— start Source data —
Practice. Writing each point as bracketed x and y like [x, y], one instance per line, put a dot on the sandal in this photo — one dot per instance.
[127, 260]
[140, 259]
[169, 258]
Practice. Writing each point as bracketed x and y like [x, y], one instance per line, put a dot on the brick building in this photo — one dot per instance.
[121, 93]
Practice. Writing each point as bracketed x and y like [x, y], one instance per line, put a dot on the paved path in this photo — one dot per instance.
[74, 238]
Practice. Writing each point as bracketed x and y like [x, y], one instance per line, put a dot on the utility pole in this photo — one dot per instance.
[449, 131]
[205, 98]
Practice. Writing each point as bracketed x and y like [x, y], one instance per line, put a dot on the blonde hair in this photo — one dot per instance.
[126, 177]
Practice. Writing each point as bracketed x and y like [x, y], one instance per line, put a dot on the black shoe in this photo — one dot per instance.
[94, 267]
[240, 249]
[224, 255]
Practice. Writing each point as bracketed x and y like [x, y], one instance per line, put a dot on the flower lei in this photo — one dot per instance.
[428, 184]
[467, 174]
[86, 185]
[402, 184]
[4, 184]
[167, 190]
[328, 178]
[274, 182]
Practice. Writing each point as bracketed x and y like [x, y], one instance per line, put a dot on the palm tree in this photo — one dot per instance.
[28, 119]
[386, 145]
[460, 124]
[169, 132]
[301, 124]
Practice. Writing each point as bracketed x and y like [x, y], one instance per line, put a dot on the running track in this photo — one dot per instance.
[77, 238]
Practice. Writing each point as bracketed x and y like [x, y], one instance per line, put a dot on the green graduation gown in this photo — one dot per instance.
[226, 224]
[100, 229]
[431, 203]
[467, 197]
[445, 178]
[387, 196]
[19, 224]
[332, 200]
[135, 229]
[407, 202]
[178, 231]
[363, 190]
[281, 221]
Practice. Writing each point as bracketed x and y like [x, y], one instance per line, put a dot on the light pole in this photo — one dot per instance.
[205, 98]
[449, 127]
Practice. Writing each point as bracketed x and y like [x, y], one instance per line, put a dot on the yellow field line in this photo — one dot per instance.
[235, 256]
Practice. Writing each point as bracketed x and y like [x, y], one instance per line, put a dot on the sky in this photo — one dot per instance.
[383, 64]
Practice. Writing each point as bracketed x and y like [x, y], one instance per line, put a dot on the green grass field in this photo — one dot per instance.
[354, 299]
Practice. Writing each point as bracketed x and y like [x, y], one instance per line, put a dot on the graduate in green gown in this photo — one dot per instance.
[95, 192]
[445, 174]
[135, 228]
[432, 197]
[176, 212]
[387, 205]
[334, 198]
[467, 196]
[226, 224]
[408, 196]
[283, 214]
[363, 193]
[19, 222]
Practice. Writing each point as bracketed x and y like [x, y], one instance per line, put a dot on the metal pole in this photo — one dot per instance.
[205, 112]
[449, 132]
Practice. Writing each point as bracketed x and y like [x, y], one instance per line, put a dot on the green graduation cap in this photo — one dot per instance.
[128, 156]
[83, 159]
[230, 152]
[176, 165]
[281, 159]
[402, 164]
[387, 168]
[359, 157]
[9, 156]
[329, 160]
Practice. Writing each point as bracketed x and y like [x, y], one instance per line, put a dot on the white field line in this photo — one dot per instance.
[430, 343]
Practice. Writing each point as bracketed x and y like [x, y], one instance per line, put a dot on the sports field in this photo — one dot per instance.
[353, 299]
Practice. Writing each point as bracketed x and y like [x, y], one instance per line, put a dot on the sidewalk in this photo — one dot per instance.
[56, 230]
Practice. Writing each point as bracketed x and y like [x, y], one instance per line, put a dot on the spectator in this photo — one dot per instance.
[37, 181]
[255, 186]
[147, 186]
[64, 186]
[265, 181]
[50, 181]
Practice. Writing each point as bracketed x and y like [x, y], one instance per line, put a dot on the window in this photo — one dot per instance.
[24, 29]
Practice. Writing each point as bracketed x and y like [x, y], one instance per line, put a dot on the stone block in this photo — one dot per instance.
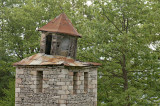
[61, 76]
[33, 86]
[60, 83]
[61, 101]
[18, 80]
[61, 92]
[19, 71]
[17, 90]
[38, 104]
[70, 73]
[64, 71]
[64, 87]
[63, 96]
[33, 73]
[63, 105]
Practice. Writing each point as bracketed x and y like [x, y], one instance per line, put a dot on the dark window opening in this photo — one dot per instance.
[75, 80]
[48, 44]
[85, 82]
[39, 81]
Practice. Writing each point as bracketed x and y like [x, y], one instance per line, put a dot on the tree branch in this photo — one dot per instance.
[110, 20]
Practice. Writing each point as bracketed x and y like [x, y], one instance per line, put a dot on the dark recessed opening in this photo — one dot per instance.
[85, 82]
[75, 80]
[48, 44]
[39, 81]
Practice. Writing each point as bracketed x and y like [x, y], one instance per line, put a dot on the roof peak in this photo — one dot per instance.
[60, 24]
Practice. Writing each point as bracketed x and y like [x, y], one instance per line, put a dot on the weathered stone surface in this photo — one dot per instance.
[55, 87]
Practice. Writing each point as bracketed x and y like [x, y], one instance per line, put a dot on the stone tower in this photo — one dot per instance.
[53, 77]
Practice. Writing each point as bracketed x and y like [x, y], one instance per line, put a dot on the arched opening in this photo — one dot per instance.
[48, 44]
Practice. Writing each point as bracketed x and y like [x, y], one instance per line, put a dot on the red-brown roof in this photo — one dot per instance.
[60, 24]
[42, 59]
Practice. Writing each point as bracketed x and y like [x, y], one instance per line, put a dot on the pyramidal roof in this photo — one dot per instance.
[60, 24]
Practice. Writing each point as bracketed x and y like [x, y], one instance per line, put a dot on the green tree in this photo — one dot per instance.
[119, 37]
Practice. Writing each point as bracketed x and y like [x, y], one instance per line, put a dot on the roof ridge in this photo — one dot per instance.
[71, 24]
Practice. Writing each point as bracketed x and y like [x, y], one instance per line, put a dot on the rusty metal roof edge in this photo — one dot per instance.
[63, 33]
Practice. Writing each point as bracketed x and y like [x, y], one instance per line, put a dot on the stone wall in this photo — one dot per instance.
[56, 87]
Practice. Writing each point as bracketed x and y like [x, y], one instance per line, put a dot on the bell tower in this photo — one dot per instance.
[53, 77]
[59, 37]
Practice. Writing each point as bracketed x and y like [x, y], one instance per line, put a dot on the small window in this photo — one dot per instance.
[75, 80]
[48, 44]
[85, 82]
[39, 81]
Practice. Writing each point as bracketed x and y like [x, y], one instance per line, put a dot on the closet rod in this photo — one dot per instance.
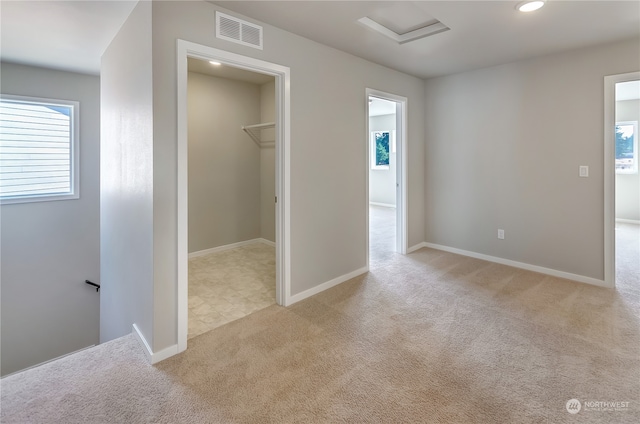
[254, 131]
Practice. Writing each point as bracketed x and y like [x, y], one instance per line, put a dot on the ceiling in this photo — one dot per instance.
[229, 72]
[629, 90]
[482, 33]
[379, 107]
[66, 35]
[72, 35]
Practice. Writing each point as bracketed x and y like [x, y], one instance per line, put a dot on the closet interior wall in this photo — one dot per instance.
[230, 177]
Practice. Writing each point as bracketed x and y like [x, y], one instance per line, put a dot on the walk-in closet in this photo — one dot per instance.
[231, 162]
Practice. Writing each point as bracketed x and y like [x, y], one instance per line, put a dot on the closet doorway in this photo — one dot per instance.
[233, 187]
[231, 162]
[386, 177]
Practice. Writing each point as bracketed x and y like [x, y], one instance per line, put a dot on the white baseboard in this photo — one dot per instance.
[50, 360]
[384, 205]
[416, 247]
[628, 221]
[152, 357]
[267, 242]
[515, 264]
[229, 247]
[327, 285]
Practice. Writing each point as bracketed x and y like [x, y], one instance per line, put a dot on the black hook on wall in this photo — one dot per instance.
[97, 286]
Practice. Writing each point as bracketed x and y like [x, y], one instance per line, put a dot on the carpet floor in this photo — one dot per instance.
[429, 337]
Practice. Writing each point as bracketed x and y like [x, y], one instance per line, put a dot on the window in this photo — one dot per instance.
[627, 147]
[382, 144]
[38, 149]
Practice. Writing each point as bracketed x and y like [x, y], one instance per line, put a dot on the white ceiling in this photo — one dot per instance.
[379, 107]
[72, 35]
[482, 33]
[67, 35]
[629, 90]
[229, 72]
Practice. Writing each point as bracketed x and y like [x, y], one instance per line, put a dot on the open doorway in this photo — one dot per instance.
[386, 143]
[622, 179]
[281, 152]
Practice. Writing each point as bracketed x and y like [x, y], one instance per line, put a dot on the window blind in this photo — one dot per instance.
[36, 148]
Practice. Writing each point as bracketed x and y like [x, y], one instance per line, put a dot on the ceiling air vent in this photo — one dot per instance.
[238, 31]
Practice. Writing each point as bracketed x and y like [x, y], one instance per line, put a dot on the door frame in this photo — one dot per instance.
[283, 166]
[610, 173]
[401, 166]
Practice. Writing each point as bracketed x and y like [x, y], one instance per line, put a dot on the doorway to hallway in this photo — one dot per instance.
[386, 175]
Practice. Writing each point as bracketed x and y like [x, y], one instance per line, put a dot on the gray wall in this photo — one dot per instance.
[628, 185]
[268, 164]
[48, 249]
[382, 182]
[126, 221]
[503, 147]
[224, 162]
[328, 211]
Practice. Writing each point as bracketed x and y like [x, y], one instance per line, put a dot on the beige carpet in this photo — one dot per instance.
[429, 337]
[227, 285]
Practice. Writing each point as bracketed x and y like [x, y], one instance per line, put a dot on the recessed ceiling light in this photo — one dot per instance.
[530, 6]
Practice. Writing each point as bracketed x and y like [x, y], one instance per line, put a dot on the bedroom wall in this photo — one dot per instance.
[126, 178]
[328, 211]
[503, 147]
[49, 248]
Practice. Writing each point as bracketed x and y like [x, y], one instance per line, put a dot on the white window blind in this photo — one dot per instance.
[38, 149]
— end Source data —
— start Source data —
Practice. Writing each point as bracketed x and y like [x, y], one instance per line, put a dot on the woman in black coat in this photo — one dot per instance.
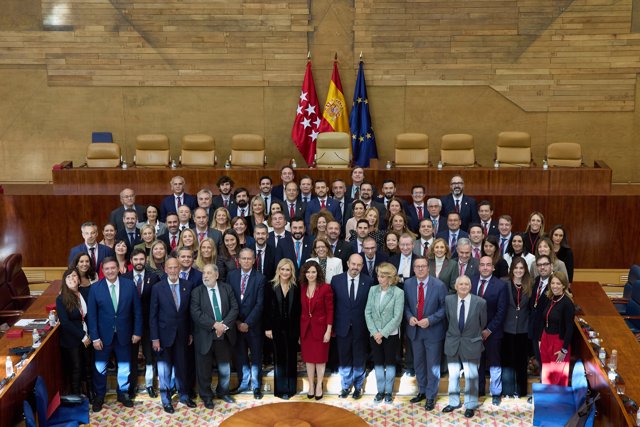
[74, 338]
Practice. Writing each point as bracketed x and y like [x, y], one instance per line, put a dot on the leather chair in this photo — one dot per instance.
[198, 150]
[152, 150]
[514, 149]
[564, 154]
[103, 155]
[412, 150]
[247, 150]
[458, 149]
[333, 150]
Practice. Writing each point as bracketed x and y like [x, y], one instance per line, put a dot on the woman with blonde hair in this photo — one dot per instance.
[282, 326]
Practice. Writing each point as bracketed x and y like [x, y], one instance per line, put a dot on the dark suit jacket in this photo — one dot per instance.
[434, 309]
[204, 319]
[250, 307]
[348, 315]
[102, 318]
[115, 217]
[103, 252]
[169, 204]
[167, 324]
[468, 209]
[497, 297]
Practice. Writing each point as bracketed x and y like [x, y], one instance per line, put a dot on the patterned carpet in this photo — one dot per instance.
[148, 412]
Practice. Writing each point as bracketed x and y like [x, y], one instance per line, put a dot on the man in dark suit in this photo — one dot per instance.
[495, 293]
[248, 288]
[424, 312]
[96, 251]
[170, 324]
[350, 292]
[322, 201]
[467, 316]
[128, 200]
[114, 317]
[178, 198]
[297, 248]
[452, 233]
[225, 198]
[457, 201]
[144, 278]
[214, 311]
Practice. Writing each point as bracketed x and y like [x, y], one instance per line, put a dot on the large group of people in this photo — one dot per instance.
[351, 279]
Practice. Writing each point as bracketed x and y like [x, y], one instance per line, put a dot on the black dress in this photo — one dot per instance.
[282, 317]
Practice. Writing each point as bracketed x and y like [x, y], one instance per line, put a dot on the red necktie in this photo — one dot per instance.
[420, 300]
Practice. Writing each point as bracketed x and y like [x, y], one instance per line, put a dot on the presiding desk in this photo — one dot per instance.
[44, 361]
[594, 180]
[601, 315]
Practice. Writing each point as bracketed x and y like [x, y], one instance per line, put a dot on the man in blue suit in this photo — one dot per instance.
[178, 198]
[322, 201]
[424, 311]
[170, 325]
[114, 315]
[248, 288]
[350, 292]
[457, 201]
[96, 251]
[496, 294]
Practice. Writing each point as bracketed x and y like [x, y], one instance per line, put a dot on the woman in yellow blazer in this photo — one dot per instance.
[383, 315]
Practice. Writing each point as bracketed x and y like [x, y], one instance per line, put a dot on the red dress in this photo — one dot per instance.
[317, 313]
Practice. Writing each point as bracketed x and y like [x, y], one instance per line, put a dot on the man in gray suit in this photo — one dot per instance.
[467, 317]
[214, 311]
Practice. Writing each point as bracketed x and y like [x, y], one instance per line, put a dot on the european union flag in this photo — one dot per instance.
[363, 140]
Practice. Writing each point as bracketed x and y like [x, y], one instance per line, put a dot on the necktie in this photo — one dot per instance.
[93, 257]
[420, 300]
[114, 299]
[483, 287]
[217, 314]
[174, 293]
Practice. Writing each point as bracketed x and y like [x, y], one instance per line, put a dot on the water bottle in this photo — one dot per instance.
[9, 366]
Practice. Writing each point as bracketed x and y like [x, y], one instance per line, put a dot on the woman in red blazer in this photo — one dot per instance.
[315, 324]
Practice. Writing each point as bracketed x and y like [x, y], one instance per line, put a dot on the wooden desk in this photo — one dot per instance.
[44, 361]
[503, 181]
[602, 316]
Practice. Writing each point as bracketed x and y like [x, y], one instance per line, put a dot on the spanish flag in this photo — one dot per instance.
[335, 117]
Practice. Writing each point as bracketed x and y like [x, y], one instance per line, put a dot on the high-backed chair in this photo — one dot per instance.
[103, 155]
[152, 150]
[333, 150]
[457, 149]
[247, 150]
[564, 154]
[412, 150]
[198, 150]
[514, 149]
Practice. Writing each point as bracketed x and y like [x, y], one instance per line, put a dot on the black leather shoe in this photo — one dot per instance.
— end Source data —
— start Source data —
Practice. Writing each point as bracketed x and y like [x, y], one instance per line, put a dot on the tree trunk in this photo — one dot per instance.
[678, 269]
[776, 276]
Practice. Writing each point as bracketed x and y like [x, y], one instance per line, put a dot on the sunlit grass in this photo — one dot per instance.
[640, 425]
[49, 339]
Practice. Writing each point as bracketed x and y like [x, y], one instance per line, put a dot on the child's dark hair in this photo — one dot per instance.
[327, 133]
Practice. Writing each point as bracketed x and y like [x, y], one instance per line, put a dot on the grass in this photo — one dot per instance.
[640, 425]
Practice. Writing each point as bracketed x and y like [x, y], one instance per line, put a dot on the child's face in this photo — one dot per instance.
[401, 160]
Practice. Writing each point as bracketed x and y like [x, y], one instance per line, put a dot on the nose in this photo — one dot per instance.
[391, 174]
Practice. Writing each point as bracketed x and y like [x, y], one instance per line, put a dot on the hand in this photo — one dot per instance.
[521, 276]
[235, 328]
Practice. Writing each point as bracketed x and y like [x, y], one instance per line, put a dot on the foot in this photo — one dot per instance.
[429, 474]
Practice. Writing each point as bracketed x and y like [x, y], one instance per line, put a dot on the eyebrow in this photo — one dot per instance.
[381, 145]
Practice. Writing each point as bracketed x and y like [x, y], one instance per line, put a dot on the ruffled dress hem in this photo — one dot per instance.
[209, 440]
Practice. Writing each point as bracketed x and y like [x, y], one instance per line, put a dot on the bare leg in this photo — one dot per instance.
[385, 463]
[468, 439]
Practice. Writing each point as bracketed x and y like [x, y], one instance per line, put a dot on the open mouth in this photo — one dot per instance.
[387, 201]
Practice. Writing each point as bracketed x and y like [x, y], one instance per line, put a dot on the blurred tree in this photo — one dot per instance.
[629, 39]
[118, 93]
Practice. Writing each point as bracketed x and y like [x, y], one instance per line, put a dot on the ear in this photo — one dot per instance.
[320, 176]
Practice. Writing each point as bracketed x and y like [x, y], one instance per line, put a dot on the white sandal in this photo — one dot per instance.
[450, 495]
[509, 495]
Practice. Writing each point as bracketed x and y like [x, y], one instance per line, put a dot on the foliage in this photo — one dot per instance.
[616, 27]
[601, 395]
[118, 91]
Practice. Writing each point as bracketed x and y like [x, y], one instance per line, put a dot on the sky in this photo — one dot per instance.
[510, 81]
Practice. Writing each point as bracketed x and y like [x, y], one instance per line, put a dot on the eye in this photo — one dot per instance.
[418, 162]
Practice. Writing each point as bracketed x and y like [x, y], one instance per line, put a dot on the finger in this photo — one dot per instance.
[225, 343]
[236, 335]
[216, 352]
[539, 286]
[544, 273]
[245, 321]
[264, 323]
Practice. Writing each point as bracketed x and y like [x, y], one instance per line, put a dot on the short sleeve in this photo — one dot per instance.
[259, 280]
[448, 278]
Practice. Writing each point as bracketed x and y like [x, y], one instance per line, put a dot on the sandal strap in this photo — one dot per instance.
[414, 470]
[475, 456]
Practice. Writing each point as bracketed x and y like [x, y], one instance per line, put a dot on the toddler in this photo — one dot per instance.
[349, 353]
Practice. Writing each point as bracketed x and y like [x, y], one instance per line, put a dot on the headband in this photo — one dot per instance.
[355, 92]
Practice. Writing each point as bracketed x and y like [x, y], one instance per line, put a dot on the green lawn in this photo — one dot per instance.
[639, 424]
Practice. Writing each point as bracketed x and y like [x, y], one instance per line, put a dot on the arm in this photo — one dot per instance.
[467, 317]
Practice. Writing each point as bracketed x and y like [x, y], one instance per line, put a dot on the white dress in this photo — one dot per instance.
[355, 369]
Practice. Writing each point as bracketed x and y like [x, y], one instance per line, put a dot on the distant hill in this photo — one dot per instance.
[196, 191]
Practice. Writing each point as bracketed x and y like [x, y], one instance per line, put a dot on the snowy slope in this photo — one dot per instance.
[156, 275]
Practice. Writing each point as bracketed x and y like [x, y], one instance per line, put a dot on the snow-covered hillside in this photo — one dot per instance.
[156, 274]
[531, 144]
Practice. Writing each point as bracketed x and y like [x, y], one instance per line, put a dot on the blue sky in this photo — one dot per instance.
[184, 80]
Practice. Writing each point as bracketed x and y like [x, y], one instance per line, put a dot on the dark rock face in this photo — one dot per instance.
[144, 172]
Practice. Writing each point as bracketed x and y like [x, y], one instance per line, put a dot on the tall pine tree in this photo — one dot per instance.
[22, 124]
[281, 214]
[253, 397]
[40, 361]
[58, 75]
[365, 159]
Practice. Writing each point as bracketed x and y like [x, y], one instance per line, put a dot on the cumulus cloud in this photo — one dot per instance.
— end Source data —
Find every row above that contains the word "blue" and copy each of those rows in full. Matches are case-sensitive.

(Finished exercise)
Practice. Writing each point as bracketed x and y like [x, y], one instance per line, put a dot on the man in blue suit in this photo — one dot per instance.
Practice. Writing each point as bracketed x and y like [x, y], one instance per line, put a dot on the blue sky in this photo — one dot per instance.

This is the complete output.